BEGIN Input material

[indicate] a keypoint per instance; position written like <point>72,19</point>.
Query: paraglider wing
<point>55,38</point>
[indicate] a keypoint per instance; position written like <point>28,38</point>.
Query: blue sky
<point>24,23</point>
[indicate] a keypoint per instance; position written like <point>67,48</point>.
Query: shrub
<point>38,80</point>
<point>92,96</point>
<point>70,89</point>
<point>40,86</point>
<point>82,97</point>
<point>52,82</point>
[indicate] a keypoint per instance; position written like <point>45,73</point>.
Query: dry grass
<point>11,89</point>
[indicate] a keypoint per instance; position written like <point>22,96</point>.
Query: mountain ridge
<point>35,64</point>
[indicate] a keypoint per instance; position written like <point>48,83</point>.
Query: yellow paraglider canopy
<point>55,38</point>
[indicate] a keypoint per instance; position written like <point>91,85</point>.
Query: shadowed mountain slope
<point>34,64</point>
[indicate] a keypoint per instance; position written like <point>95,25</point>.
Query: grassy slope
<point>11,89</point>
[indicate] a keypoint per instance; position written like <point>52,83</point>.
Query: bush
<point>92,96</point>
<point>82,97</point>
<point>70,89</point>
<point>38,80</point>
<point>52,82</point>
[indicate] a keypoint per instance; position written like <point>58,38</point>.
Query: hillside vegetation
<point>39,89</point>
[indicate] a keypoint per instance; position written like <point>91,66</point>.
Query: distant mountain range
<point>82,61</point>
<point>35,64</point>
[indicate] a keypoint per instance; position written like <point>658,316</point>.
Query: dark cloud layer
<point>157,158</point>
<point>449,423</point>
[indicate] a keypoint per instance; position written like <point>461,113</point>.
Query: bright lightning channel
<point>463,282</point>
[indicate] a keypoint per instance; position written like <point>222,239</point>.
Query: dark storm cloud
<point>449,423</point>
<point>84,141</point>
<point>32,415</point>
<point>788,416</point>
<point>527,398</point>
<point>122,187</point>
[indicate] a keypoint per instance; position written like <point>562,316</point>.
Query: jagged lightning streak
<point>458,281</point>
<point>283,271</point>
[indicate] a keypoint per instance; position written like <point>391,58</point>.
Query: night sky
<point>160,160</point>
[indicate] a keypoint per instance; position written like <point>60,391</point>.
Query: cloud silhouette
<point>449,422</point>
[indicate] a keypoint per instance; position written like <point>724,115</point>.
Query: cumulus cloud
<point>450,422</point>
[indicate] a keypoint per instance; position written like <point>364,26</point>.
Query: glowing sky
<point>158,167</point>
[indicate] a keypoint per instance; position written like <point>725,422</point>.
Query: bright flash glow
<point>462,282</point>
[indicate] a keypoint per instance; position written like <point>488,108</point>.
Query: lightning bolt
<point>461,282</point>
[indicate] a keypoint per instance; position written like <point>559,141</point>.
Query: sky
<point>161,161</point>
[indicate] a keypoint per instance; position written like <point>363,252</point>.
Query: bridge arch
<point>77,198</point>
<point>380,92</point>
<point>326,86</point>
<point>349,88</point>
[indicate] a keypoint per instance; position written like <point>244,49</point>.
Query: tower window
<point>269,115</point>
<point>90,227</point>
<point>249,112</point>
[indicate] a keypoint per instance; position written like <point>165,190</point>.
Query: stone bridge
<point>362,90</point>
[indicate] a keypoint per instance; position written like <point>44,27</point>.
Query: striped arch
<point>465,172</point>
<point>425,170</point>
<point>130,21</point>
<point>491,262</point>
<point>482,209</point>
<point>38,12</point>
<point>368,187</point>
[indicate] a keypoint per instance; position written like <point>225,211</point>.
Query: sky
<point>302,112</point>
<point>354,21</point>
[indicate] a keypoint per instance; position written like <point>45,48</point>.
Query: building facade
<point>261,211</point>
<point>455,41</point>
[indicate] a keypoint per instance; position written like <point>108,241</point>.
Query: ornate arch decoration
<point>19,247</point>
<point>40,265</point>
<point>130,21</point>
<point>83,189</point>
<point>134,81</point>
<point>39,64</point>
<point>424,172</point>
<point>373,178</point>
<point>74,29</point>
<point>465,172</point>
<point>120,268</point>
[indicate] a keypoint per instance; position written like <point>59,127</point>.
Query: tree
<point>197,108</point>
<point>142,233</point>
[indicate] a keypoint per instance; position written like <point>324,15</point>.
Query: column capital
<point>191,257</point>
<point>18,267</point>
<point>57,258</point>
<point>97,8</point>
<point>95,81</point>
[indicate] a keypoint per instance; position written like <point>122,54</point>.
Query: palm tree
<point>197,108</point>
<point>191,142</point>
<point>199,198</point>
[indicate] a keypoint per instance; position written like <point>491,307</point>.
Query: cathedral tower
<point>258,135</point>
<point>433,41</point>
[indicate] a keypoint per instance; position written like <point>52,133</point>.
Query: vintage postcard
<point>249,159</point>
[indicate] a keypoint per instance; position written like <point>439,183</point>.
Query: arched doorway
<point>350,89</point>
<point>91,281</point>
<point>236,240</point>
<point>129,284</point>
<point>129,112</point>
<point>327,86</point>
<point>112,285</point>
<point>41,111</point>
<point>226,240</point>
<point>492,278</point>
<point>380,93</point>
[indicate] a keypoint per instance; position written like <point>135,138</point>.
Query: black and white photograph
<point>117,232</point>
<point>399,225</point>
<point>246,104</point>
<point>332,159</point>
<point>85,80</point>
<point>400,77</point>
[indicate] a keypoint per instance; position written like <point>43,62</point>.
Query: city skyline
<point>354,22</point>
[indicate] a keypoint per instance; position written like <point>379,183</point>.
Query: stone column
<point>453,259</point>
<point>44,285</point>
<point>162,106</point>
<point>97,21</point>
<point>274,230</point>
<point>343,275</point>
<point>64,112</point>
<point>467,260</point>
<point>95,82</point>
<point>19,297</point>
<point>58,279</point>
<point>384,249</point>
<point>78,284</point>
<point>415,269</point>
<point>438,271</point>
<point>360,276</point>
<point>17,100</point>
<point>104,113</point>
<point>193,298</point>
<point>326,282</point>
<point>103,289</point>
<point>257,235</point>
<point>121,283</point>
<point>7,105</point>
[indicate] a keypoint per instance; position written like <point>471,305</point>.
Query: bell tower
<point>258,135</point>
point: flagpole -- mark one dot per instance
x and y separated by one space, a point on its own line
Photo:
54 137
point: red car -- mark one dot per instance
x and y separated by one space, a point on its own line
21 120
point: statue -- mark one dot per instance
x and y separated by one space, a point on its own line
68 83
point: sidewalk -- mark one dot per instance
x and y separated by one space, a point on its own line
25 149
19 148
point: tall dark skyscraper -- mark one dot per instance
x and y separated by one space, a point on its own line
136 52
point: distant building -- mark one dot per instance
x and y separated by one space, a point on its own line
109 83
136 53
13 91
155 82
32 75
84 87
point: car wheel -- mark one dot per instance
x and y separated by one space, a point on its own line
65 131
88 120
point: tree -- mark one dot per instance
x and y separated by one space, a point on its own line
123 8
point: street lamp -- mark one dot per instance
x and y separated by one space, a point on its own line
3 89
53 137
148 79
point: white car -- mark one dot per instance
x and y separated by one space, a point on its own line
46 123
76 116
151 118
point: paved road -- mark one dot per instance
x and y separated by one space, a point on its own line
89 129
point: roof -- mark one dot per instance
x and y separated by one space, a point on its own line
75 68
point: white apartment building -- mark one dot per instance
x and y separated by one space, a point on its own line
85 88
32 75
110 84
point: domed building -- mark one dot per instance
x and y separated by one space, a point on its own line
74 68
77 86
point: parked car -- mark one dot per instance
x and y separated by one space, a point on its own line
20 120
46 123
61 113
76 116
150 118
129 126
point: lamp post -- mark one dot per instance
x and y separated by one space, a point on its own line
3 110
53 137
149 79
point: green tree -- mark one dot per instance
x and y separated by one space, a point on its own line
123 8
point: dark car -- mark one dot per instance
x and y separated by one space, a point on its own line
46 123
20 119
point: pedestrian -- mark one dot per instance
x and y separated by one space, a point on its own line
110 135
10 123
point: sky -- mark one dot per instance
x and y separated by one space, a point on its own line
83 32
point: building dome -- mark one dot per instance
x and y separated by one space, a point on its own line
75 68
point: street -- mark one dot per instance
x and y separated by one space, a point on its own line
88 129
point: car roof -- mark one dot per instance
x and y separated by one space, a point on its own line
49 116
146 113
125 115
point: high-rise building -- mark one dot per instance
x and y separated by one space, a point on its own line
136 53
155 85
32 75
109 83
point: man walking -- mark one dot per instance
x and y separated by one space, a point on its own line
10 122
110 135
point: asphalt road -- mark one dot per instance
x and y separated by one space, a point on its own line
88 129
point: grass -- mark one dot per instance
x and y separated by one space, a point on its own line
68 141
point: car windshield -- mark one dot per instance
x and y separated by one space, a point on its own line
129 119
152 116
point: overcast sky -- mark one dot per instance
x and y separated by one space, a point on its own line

END Input material

• **Required action**
Scan the entries for lines with the string "road". Report only how many there are.

• **Exercise solution**
2